■ PROMPT ■
Reproduce the material below word for word, starting at the line that contains "For every instance of the white" and ending at the line that contains "81), (129, 82)]", with both of those lines included.

■ STORED ROWS ■
[Start]

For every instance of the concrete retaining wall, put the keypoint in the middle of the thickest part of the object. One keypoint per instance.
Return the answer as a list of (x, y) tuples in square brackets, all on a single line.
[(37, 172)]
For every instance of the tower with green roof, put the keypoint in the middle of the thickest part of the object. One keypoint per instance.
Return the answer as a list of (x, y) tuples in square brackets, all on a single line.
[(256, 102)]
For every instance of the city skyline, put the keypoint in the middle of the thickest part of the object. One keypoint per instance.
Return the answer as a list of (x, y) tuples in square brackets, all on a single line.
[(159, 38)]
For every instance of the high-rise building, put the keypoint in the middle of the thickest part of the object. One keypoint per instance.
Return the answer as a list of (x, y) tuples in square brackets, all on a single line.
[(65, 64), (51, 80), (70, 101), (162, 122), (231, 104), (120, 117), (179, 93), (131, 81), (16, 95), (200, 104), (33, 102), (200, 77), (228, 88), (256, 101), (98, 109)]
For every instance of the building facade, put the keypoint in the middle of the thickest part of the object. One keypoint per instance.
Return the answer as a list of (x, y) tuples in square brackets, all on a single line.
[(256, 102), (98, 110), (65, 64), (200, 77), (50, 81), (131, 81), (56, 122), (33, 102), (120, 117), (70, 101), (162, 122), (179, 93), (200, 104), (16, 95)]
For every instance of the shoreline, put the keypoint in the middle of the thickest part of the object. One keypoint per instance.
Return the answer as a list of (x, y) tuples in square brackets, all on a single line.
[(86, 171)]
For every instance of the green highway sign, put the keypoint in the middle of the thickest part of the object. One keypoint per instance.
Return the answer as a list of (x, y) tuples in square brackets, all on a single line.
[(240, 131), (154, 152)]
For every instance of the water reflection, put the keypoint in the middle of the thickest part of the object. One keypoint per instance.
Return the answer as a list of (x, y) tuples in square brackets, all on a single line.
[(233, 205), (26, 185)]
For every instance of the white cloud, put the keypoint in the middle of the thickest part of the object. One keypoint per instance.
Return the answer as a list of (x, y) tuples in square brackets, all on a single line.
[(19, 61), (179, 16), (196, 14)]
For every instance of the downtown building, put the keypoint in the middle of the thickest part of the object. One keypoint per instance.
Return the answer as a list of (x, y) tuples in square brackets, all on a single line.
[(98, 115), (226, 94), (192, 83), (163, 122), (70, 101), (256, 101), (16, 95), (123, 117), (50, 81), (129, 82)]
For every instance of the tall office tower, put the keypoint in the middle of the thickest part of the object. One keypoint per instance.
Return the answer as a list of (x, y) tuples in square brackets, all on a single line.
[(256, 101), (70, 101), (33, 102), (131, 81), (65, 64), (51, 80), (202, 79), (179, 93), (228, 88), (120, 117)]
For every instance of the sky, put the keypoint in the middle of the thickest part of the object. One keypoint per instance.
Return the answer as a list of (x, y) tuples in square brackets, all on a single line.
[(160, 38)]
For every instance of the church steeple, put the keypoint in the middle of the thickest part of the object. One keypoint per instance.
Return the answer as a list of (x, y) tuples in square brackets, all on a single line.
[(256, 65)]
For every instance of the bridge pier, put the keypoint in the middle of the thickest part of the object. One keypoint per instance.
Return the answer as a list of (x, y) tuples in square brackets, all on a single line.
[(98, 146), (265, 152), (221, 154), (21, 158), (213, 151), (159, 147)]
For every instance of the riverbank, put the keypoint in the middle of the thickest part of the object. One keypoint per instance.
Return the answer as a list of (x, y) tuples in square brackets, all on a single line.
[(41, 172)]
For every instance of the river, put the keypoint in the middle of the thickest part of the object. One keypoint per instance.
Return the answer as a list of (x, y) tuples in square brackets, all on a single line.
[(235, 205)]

[End]

■ FULL RESPONSE ■
For every instance of the white cloud, put the keypoint in the middle of the thickest part of the object. One keypoint per instance.
Return the answer as a list of (x, y) tuples in square brackets, all on a single line.
[(19, 61), (179, 16), (196, 14)]
For every instance of the downtown building, put the keypoint in the middle of the thickest part of the object. One keypoint per instance.
Return the answer as a list of (x, y) tuples in square brackets, all on a single line.
[(98, 115), (226, 94), (192, 83), (163, 122), (70, 101), (256, 101), (16, 95), (123, 117), (50, 81), (129, 82)]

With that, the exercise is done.